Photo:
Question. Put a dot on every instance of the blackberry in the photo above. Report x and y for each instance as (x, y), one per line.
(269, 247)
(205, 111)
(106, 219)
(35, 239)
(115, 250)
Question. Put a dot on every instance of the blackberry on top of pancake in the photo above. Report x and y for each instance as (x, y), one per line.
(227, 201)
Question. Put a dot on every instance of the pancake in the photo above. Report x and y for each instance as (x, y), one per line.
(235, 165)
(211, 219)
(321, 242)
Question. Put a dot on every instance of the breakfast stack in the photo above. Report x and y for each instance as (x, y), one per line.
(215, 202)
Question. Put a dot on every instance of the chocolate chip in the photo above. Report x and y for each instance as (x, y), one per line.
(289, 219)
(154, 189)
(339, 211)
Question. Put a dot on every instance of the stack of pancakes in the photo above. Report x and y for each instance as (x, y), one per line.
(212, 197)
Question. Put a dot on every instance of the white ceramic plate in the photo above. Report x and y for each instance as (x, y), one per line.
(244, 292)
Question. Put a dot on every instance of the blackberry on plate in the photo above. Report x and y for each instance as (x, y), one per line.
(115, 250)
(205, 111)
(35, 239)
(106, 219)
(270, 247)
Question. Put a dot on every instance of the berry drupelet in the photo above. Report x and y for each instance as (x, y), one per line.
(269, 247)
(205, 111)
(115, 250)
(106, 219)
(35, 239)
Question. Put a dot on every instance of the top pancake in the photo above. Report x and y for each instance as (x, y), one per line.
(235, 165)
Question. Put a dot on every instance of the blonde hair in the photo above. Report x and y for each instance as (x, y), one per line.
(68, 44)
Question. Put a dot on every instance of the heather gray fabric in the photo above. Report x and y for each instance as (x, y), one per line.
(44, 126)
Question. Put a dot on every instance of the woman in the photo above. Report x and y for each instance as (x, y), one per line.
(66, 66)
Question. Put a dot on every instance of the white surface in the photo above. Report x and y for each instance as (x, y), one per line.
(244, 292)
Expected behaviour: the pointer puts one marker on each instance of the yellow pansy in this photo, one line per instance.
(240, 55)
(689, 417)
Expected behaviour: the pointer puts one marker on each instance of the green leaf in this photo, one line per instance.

--------------------------------------------------

Reproduce the material above in full, exactly.

Photo:
Question. Put a dot on every instance of the blackberry in the photo above. Report x and y for each instance as (x, y), one per line.
(269, 247)
(205, 111)
(106, 219)
(35, 239)
(115, 250)
Question. Put a dot on every instance of the blackberry on top of pancake in the photo above. Report x and y for each instance as (x, y), one per line.
(227, 201)
Question. Put a dot on every instance of the pancake in the photo above. Report x and y for each instance as (x, y), one per line.
(235, 165)
(211, 219)
(321, 242)
Question. Put a dot on every instance of the breakfast stack in the photo above. Report x and y for each instance as (x, y), one per line.
(215, 202)
Question. Put a dot on every instance of the chocolate chip in the photo above. Report x and y for each instance as (x, y), one per line.
(289, 219)
(154, 189)
(339, 211)
Question. Put a dot on every instance of the stack of pancakes in the photo above. Report x and y for each instance as (x, y), one per line.
(212, 197)
Question. Put a dot on every instance of the white ceramic plate in the photo above. Report x and y for each instance as (x, y), one per line.
(244, 292)
Question. Put a dot on every instance of the blackberry on plate in the photo above. Report x and y for each instance as (x, y), one per line.
(115, 250)
(205, 111)
(35, 239)
(106, 219)
(270, 247)
Question. Put a dot on every instance of the berry drupelet in the photo above. Report x and y for each instance as (x, y), one per line.
(269, 247)
(205, 111)
(115, 250)
(106, 219)
(35, 239)
Question. Put a dot on every instance of the top pancake in the photo above. Report x and y for each instance as (x, y), one per line.
(235, 165)
Question. Put a dot on every instance of the blonde hair in the photo above. Report x and y for each instance as (x, y), one per line.
(68, 44)
Question. Put a dot on every instance of the heather gray fabric in the photo above. Report x and y for each instance as (x, y), one per line.
(44, 126)
Question. Put a dot on every instance of the woman in the photo above. Report x and y for each instance as (x, y), one per line.
(66, 66)
Question. Put a dot on every instance of the white surface in the photo above. Report x and y for each instance as (x, y), one per line.
(244, 292)
Expected behaviour: the pointer puts one marker on each instance of the yellow pansy in this photo, one line per instance.
(240, 55)
(689, 417)
Expected behaviour: the pointer puts one marker on each instance of the green leaf in this photo, one line per instance.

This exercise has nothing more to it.